» **What you should do**
Lay out the stretch from the first line below through the line that contains "x=365 y=278" as a Markdown table, skipping blank lines. Use a column headed Row for the running number and a column headed Line text for each line.

» **Records for the task**
══════════
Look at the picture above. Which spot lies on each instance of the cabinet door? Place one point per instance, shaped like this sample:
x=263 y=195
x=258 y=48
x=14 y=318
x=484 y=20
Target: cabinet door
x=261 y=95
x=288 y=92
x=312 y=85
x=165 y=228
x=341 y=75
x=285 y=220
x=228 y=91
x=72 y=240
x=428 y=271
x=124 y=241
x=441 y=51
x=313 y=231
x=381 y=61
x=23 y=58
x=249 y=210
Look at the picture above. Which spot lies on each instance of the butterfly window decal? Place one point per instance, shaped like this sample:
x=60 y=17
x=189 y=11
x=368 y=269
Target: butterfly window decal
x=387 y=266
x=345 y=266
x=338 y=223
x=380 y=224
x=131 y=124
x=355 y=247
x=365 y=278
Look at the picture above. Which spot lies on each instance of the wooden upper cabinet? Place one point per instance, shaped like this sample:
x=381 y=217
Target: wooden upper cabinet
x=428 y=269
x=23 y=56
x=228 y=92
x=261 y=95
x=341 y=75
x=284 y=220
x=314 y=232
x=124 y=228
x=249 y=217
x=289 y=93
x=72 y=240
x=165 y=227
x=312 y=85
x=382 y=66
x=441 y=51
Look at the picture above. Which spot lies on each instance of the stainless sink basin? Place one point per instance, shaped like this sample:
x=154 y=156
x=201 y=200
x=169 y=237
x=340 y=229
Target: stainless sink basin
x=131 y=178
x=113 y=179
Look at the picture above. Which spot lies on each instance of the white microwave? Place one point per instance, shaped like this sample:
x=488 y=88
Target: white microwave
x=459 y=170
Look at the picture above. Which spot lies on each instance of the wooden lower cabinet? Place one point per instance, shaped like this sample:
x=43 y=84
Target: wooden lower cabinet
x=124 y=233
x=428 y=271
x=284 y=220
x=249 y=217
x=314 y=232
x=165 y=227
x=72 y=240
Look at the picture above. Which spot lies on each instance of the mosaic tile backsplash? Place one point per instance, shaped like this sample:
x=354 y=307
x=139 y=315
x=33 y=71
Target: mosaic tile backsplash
══════════
» **Reply**
| Row | Line text |
|---|---|
| 1 | Look at the picture above. Which spot lies on each instance of the cabinet door? Place one point per instance, shaped like this sample: |
| 2 | x=263 y=195 |
| 3 | x=258 y=48 |
| 4 | x=14 y=318 |
| 5 | x=484 y=20 |
| 6 | Target: cabinet door |
| 7 | x=261 y=95 |
| 8 | x=288 y=92 |
| 9 | x=312 y=85 |
| 10 | x=165 y=228 |
| 11 | x=341 y=75 |
| 12 | x=285 y=220 |
| 13 | x=228 y=91 |
| 14 | x=72 y=240 |
| 15 | x=428 y=271 |
| 16 | x=124 y=241 |
| 17 | x=441 y=51 |
| 18 | x=313 y=231 |
| 19 | x=381 y=61 |
| 20 | x=23 y=58 |
| 21 | x=249 y=210 |
| 22 | Look at the picture above. Which spot lies on each instance of the butterfly window decal? Place one point per instance, shaped like this sample: |
| 23 | x=60 y=17 |
| 24 | x=189 y=11 |
| 25 | x=368 y=269 |
| 26 | Target: butterfly window decal |
| 27 | x=387 y=266 |
| 28 | x=345 y=266 |
| 29 | x=338 y=223 |
| 30 | x=380 y=224 |
| 31 | x=131 y=124 |
| 32 | x=355 y=247 |
| 33 | x=365 y=278 |